• _Excerpted passage_:

The complexity of the cyber domain and the society’s increasing dependency on information and communication technology place extensive demands on cyber defense teams [56]. While the technical skills and output of cyber defense teams are in focus for a lot of cyber research, it is important to embrace that the cyber defense teams also operate in a highly socio-technical context, that requires skills such as decision making, critical thinking, communication and the ability to make sense of the situation [21].

There are several challenges when researchers want to examine cyber defense teams. First, it may prove difficult to access fully manned and operational teams in their original environments, due to security concerns, etc. Second, the nature of cyber security work is such that it is not always necessary for the teams to engage in interpersonal communication to be successful [8]. Third, it may be extremely difficult for external observers to capture what is actually going on, due to the speedy execution of work processes and complex nature of the work, particularly when combined with the absence of externally observable events [19]. Finally, much of the work, e.g. reasoning and decision making, can be expected to be carried out by individual team members solely in the cognitive domain, which in itself is not directly observable [9].

• _List of tasks_:
1. Reproduce a section of the passage on cyber defense teams, starting with "There are several" and going on through "directly observable [9].".
2. Answer these questions from the passage on cyber defense teams:
(a) Besides technical skills, which skills does the socio-technical context of cyber defense teams require?
(b) What reason is given for why it may be difficult to access fully manned and operational teams in their original environments?
(c) In what domain can reasoning and decision making be expected to be carried out by individual team members?
The material after this passage stands apart from it.

• _Listing_:

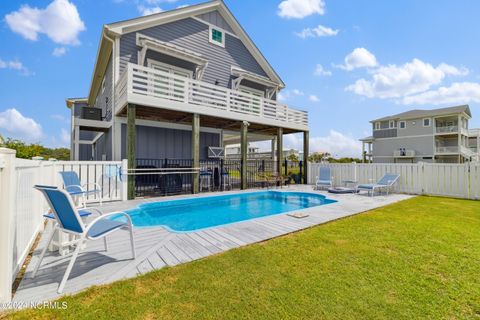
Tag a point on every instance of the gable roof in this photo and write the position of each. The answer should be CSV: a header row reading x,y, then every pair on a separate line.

* * *

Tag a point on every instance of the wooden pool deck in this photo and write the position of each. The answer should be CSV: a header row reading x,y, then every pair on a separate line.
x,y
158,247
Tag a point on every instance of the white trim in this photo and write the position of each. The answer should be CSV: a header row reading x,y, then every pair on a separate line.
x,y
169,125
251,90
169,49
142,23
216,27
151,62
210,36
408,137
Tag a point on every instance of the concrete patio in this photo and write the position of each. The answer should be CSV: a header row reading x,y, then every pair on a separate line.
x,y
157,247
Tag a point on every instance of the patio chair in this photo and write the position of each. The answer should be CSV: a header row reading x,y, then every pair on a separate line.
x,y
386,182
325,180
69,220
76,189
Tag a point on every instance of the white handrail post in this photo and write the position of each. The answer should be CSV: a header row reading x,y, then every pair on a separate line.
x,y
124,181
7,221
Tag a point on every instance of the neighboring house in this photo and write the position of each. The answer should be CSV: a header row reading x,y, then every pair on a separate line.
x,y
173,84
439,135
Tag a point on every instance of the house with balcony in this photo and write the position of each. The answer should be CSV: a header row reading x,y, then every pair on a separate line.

---

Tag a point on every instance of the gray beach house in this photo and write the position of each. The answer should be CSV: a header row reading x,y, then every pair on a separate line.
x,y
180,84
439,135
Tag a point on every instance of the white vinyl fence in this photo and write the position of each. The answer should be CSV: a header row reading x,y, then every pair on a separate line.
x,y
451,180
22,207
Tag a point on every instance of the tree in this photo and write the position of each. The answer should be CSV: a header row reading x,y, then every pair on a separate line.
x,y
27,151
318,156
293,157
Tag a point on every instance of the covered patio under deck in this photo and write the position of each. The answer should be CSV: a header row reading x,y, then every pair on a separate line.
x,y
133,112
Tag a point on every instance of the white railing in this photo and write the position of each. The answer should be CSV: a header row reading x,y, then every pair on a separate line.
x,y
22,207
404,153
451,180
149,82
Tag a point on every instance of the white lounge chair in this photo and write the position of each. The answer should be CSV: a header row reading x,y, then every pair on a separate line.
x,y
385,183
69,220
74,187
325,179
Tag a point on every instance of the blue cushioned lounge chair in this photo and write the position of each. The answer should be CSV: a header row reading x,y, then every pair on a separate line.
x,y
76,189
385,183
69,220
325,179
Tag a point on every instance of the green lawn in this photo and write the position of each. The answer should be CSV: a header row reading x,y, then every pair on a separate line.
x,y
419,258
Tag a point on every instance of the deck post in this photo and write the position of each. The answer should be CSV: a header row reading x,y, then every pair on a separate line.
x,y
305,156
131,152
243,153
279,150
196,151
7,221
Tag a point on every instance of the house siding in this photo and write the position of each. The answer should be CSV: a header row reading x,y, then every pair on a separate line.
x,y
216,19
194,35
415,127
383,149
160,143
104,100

• _Replies_:
1.
There are several challenges when researchers want to examine cyber defense teams. First, it may prove difficult to access fully manned and operational teams in their original environments, due to security concerns, etc. Second, the nature of cyber security work is such that it is not always necessary for the teams to engage in interpersonal communication to be successful [8]. Third, it may be extremely difficult for external observers to capture what is actually going on, due to the speedy execution of work processes and complex nature of the work, particularly when combined with the absence of externally observable events [19]. Finally, much of the work, e.g. reasoning and decision making, can be expected to be carried out by individual team members solely in the cognitive domain, which in itself is not directly observable [9].

2.
(a) Decision making, critical thinking, communication and the ability to make sense of the situation.
(b) Security concerns.
(c) Solely in the cognitive domain, which in itself is not directly observable.